━━━━━ MATERIAL PROVIDED

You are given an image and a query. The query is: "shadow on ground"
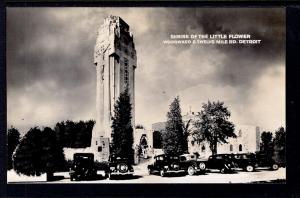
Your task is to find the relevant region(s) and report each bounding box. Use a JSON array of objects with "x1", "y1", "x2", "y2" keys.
[{"x1": 110, "y1": 175, "x2": 143, "y2": 180}]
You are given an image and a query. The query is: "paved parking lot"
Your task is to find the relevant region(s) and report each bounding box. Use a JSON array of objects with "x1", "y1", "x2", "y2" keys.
[{"x1": 34, "y1": 167, "x2": 286, "y2": 183}]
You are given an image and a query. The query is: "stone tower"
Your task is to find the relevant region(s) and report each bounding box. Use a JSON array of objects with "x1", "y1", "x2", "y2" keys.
[{"x1": 91, "y1": 16, "x2": 137, "y2": 152}]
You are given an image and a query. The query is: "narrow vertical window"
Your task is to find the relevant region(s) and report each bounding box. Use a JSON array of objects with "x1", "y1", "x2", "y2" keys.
[{"x1": 124, "y1": 58, "x2": 129, "y2": 84}]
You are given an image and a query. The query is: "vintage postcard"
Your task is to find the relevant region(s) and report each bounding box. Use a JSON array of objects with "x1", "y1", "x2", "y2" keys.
[{"x1": 6, "y1": 7, "x2": 286, "y2": 184}]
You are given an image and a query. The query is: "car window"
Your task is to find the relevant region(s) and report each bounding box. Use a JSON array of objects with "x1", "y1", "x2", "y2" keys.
[
  {"x1": 216, "y1": 155, "x2": 223, "y2": 159},
  {"x1": 180, "y1": 156, "x2": 186, "y2": 161},
  {"x1": 157, "y1": 156, "x2": 164, "y2": 161}
]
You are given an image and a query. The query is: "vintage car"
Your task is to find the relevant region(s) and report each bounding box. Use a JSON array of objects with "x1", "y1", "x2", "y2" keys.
[
  {"x1": 232, "y1": 153, "x2": 257, "y2": 172},
  {"x1": 148, "y1": 154, "x2": 185, "y2": 177},
  {"x1": 256, "y1": 153, "x2": 279, "y2": 170},
  {"x1": 107, "y1": 155, "x2": 134, "y2": 179},
  {"x1": 206, "y1": 154, "x2": 235, "y2": 173},
  {"x1": 179, "y1": 154, "x2": 206, "y2": 175},
  {"x1": 69, "y1": 153, "x2": 97, "y2": 181}
]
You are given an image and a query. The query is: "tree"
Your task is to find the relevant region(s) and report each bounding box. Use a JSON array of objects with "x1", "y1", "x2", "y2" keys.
[
  {"x1": 13, "y1": 127, "x2": 64, "y2": 179},
  {"x1": 40, "y1": 127, "x2": 65, "y2": 180},
  {"x1": 193, "y1": 101, "x2": 237, "y2": 155},
  {"x1": 260, "y1": 131, "x2": 274, "y2": 158},
  {"x1": 273, "y1": 127, "x2": 286, "y2": 164},
  {"x1": 162, "y1": 96, "x2": 188, "y2": 155},
  {"x1": 13, "y1": 127, "x2": 42, "y2": 176},
  {"x1": 111, "y1": 89, "x2": 134, "y2": 163},
  {"x1": 153, "y1": 131, "x2": 162, "y2": 149},
  {"x1": 55, "y1": 120, "x2": 95, "y2": 148},
  {"x1": 7, "y1": 126, "x2": 20, "y2": 170}
]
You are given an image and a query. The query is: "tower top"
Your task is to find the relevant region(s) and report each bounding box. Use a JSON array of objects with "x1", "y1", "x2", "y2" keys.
[{"x1": 94, "y1": 15, "x2": 136, "y2": 67}]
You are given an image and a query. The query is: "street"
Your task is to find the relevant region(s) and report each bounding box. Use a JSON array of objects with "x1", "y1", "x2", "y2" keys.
[{"x1": 8, "y1": 166, "x2": 286, "y2": 184}]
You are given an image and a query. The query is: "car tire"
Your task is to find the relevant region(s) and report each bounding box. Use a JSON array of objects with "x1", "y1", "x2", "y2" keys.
[
  {"x1": 187, "y1": 166, "x2": 195, "y2": 176},
  {"x1": 246, "y1": 165, "x2": 254, "y2": 172},
  {"x1": 220, "y1": 168, "x2": 225, "y2": 174},
  {"x1": 199, "y1": 162, "x2": 206, "y2": 171},
  {"x1": 271, "y1": 164, "x2": 279, "y2": 170},
  {"x1": 159, "y1": 169, "x2": 166, "y2": 177}
]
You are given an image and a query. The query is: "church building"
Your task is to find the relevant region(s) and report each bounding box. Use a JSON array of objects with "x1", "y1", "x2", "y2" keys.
[{"x1": 91, "y1": 16, "x2": 137, "y2": 161}]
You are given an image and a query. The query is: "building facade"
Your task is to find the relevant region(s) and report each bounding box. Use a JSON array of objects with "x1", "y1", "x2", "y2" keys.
[{"x1": 91, "y1": 16, "x2": 137, "y2": 159}]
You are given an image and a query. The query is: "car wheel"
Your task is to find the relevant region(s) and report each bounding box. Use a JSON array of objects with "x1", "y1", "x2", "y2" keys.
[
  {"x1": 199, "y1": 162, "x2": 206, "y2": 171},
  {"x1": 272, "y1": 164, "x2": 279, "y2": 170},
  {"x1": 159, "y1": 169, "x2": 166, "y2": 177},
  {"x1": 220, "y1": 168, "x2": 225, "y2": 174},
  {"x1": 187, "y1": 166, "x2": 195, "y2": 176},
  {"x1": 246, "y1": 165, "x2": 254, "y2": 172}
]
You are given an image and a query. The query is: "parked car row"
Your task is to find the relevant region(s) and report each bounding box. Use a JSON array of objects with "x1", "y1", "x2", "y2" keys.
[
  {"x1": 148, "y1": 153, "x2": 279, "y2": 177},
  {"x1": 70, "y1": 153, "x2": 279, "y2": 181}
]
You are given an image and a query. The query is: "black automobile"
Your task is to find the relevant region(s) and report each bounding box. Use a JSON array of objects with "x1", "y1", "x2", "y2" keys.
[
  {"x1": 107, "y1": 155, "x2": 134, "y2": 179},
  {"x1": 148, "y1": 154, "x2": 185, "y2": 177},
  {"x1": 179, "y1": 154, "x2": 206, "y2": 175},
  {"x1": 206, "y1": 154, "x2": 235, "y2": 173},
  {"x1": 232, "y1": 153, "x2": 257, "y2": 172},
  {"x1": 256, "y1": 153, "x2": 279, "y2": 170},
  {"x1": 69, "y1": 153, "x2": 97, "y2": 181}
]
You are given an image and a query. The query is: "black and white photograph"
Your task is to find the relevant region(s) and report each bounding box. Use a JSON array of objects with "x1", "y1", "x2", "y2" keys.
[{"x1": 6, "y1": 7, "x2": 288, "y2": 184}]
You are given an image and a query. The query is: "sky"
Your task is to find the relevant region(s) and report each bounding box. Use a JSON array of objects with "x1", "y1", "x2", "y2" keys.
[{"x1": 6, "y1": 7, "x2": 286, "y2": 133}]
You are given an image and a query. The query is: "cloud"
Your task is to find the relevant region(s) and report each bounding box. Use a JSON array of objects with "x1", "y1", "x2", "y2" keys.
[{"x1": 7, "y1": 7, "x2": 285, "y2": 133}]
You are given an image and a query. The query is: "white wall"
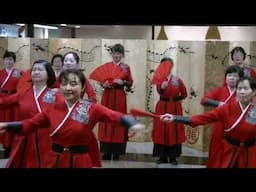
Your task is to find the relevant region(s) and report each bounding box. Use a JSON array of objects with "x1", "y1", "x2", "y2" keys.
[
  {"x1": 155, "y1": 26, "x2": 256, "y2": 41},
  {"x1": 76, "y1": 25, "x2": 152, "y2": 40},
  {"x1": 35, "y1": 25, "x2": 256, "y2": 41}
]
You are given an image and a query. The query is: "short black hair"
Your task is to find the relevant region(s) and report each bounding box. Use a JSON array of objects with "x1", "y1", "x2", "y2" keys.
[
  {"x1": 3, "y1": 51, "x2": 16, "y2": 62},
  {"x1": 51, "y1": 54, "x2": 64, "y2": 65},
  {"x1": 111, "y1": 43, "x2": 124, "y2": 56},
  {"x1": 230, "y1": 47, "x2": 247, "y2": 60},
  {"x1": 225, "y1": 65, "x2": 244, "y2": 78},
  {"x1": 236, "y1": 76, "x2": 256, "y2": 90},
  {"x1": 32, "y1": 59, "x2": 56, "y2": 87},
  {"x1": 64, "y1": 51, "x2": 80, "y2": 63},
  {"x1": 160, "y1": 57, "x2": 173, "y2": 64}
]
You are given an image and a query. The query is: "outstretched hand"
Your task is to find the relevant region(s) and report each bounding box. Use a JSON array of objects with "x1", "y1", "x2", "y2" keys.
[
  {"x1": 160, "y1": 113, "x2": 174, "y2": 123},
  {"x1": 0, "y1": 122, "x2": 6, "y2": 134},
  {"x1": 113, "y1": 79, "x2": 124, "y2": 85},
  {"x1": 128, "y1": 123, "x2": 146, "y2": 137}
]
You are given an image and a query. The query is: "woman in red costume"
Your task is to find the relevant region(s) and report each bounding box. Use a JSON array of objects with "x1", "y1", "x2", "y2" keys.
[{"x1": 160, "y1": 76, "x2": 256, "y2": 168}]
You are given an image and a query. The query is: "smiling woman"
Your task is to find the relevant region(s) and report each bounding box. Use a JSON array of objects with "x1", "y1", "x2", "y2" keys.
[
  {"x1": 160, "y1": 77, "x2": 256, "y2": 168},
  {"x1": 0, "y1": 69, "x2": 144, "y2": 168}
]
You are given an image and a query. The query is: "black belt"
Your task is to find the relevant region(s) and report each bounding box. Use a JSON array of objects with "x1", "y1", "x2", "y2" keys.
[
  {"x1": 160, "y1": 97, "x2": 180, "y2": 102},
  {"x1": 0, "y1": 90, "x2": 16, "y2": 94},
  {"x1": 52, "y1": 143, "x2": 88, "y2": 153},
  {"x1": 224, "y1": 135, "x2": 256, "y2": 147},
  {"x1": 106, "y1": 86, "x2": 124, "y2": 89}
]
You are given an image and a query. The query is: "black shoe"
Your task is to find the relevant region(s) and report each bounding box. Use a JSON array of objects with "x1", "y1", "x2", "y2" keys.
[
  {"x1": 156, "y1": 159, "x2": 168, "y2": 164},
  {"x1": 4, "y1": 147, "x2": 11, "y2": 159},
  {"x1": 113, "y1": 154, "x2": 119, "y2": 161},
  {"x1": 170, "y1": 159, "x2": 178, "y2": 165},
  {"x1": 102, "y1": 154, "x2": 111, "y2": 160}
]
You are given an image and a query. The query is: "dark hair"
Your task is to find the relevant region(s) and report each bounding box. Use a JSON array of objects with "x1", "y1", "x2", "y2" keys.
[
  {"x1": 236, "y1": 76, "x2": 256, "y2": 90},
  {"x1": 63, "y1": 51, "x2": 80, "y2": 63},
  {"x1": 160, "y1": 57, "x2": 173, "y2": 64},
  {"x1": 59, "y1": 69, "x2": 86, "y2": 89},
  {"x1": 3, "y1": 51, "x2": 16, "y2": 62},
  {"x1": 230, "y1": 47, "x2": 246, "y2": 60},
  {"x1": 225, "y1": 65, "x2": 244, "y2": 78},
  {"x1": 32, "y1": 59, "x2": 56, "y2": 87},
  {"x1": 51, "y1": 54, "x2": 64, "y2": 65},
  {"x1": 111, "y1": 43, "x2": 124, "y2": 56}
]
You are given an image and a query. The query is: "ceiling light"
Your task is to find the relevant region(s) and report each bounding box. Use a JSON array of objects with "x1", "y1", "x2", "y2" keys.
[{"x1": 34, "y1": 24, "x2": 58, "y2": 29}]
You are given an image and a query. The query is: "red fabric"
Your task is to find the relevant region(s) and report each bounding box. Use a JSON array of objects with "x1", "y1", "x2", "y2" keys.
[
  {"x1": 98, "y1": 64, "x2": 133, "y2": 143},
  {"x1": 19, "y1": 101, "x2": 122, "y2": 168},
  {"x1": 17, "y1": 69, "x2": 32, "y2": 91},
  {"x1": 82, "y1": 79, "x2": 97, "y2": 103},
  {"x1": 0, "y1": 68, "x2": 23, "y2": 148},
  {"x1": 0, "y1": 87, "x2": 51, "y2": 168},
  {"x1": 243, "y1": 67, "x2": 256, "y2": 80},
  {"x1": 191, "y1": 101, "x2": 256, "y2": 168},
  {"x1": 201, "y1": 86, "x2": 236, "y2": 168},
  {"x1": 152, "y1": 76, "x2": 187, "y2": 145}
]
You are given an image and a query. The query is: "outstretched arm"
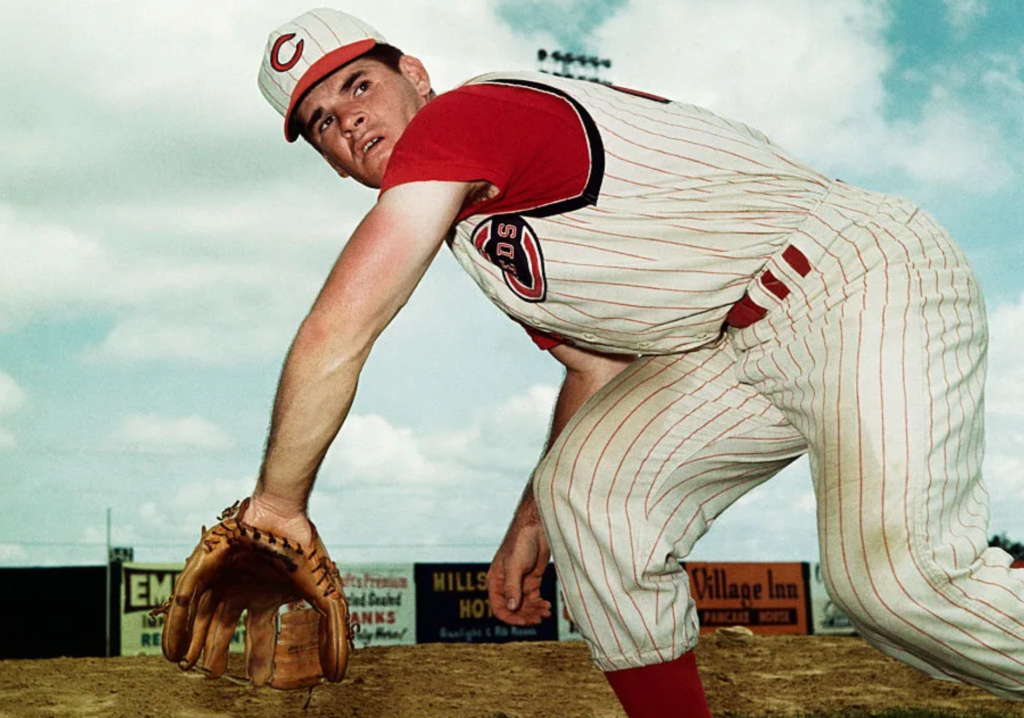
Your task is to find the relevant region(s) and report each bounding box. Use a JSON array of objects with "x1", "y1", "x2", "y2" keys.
[
  {"x1": 487, "y1": 344, "x2": 636, "y2": 626},
  {"x1": 244, "y1": 182, "x2": 473, "y2": 542}
]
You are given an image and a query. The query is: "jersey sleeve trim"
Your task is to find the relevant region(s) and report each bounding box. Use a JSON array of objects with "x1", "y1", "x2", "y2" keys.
[{"x1": 481, "y1": 79, "x2": 604, "y2": 217}]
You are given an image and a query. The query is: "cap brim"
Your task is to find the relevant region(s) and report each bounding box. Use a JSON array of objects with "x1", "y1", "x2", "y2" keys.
[{"x1": 285, "y1": 38, "x2": 377, "y2": 142}]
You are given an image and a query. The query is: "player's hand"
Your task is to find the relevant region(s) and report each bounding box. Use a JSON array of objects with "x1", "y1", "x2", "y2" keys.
[
  {"x1": 487, "y1": 521, "x2": 551, "y2": 626},
  {"x1": 240, "y1": 493, "x2": 313, "y2": 546}
]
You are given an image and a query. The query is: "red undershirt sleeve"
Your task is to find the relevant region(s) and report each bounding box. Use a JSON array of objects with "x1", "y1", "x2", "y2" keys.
[
  {"x1": 381, "y1": 83, "x2": 591, "y2": 350},
  {"x1": 381, "y1": 83, "x2": 590, "y2": 221}
]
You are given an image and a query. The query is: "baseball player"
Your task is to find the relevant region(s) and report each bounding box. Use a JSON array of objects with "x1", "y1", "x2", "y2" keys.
[{"x1": 247, "y1": 9, "x2": 1024, "y2": 718}]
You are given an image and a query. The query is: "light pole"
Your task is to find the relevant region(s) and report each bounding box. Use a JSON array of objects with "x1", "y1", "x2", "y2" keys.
[{"x1": 537, "y1": 48, "x2": 611, "y2": 85}]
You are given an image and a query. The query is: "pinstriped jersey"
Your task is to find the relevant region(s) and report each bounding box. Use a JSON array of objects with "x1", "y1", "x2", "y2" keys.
[{"x1": 385, "y1": 73, "x2": 831, "y2": 354}]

━━━━━━━━━━

• **SHORT TASK**: How many lines of the records above contain the word "outstretched"? Give only the number.

• **WORKED SOLUTION**: 2